In this Random Nun Clip, a listener wants to read and study the bible and asks where’s a good place to start. Hosts: Sister Maxine and Sister Shannon. Hear the full Ask Sister episode AS228 at aNunsLife.org.
SISTER MAXINE: I am Sister Maxine here with Sister Shannon Schrein. Our first question comes in from Bridget from Minnesota, and Bridget writes: “I rarely ever read the Bible and would love to start. How do I start? Is there a good way to dive in? Thanks in advance.” Bridget, thank you for the question, too. The Bible is a great topic here for Sister Shannon. She has a little bit of experience with it.
SISTER SHANNON: (laughter) That is indeed my background and my area of study.
SISTER MAXINE: For Bridget, let’s talk about some ways to get started. Maybe a good place is what version of the Bible would be good. There’s so many different versions. I hear from people they’re often confused about why are there so many versions and which one would be the most helpful.

ENTRIES:

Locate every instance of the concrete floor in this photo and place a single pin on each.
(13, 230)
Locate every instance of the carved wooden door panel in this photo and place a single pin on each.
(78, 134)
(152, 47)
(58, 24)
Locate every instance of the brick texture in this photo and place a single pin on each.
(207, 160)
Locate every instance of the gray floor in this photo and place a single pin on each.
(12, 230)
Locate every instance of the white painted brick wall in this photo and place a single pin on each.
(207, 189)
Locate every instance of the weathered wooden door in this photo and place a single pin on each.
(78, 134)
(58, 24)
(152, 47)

---

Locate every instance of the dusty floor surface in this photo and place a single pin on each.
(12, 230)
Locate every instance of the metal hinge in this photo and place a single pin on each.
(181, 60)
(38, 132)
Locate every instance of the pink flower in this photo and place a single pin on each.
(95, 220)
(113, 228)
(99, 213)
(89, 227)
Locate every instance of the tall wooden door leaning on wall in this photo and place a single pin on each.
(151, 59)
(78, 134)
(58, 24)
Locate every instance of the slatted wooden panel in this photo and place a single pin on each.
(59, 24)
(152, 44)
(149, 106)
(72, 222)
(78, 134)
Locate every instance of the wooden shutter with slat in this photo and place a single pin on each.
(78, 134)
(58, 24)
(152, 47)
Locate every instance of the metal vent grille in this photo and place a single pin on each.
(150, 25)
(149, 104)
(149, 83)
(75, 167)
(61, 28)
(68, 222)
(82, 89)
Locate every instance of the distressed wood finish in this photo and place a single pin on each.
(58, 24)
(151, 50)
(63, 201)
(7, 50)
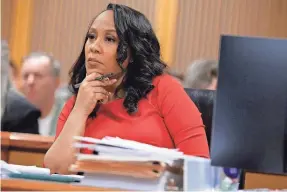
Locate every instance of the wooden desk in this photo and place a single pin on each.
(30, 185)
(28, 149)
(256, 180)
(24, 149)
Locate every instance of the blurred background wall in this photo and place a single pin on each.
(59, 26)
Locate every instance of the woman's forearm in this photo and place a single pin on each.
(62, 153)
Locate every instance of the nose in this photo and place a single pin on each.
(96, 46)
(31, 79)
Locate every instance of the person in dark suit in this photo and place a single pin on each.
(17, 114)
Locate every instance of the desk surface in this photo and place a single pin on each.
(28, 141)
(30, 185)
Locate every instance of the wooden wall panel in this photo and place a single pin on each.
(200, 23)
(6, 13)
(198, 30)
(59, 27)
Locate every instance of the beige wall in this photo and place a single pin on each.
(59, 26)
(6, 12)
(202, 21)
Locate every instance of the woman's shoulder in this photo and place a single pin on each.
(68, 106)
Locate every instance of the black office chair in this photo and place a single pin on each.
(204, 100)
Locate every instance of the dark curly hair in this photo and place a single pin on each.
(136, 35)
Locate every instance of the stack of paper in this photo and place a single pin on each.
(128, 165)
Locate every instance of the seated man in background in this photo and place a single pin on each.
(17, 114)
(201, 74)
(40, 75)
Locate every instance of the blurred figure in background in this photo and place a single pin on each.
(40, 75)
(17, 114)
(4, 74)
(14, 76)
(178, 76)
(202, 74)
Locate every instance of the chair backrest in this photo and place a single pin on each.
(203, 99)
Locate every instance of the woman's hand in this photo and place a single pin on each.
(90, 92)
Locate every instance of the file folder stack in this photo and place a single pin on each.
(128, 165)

...

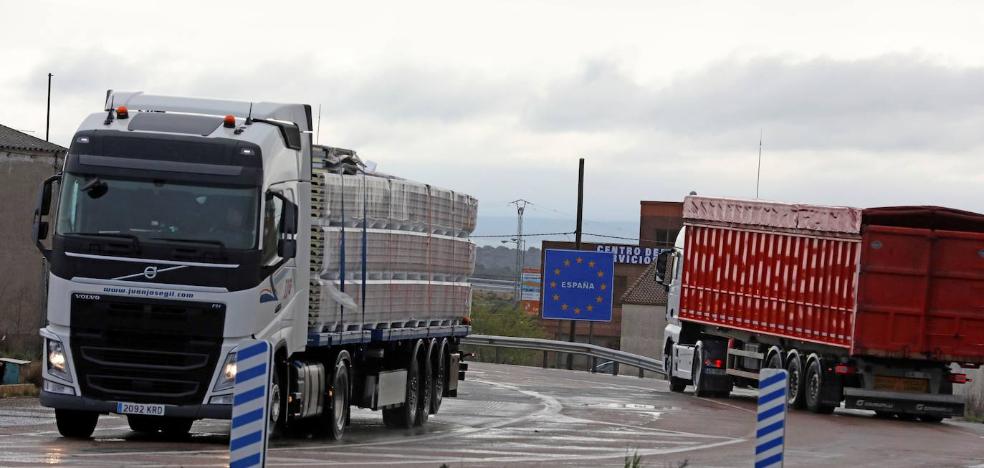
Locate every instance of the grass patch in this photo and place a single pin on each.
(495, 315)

STATED TASK 1: In the transcript about starting to read the Bible, which state is the listener Bridget from?
STATED TASK 2: Carry on the transcript about starting to read the Bible, beginning after its last line.

EXPECTED ANSWER 1: Minnesota.

EXPECTED ANSWER 2:
SISTER SHANNON: We could spend a long time talking about translations and how those evolved over time, but I would certainly encourage Bridget to look at an interpretation that is a more, if I may, modern interpretation from the original text. There are many of those that exist. I don’t know your background, Bridget, but there are both Protestant and Catholic Bible translations that are really wonderful. I would encourage you to consider the New American Bible, which comes out of our U.S. Catholic Bishops’ interpretation, or you might consider the New Revised Standard version, which evolved from the original King James out of the Protestant tradition, but is a really marvelous interpretation today. Then there are Bibles that biblical companies today specifically look at an audience that they are trying to appeal to. There are study Bibles, college study Bibles, Catholic Bibles. In fact, I had the opportunity to come to Winona, Minnesota, I see that is where you are from in Minnesota, to work with St. Mary’s Press on a Bible called the St. Mary’s College Study Bible. It was written specifically with young people in mind.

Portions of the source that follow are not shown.